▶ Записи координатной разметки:
_ _ _ _

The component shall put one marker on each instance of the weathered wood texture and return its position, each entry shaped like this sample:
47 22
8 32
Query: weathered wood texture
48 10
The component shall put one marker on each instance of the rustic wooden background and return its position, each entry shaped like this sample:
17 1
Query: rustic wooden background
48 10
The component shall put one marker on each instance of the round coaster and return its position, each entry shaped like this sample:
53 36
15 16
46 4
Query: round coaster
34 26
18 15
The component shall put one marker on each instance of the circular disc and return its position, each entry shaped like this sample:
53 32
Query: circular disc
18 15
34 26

_ _ _ _

▶ ЦЕЛЬ ЗАДАНИЯ:
Перепишите материал целиком, заменив «marker» на «pin», а все остальное оставьте без изменений.

▶ РЕЗУЛЬТАТ ВЫПОЛНЕНИЯ:
The component shall put one pin on each instance of the weathered wood texture and return its position, each entry shaped like this sample:
47 22
8 32
Query: weathered wood texture
48 10
The component shall put one pin on each instance of the rustic wooden background and return its position, each entry shaped like this sample:
17 1
Query: rustic wooden background
48 10
The component shall put one pin on each instance of the round coaster and return its position, each entry shaped like this sample:
53 36
15 16
46 4
Query: round coaster
34 26
18 15
The component shall put one pin on each instance of the circular disc and return its position, each entry shaped like this sample:
53 32
Query: circular disc
18 15
34 26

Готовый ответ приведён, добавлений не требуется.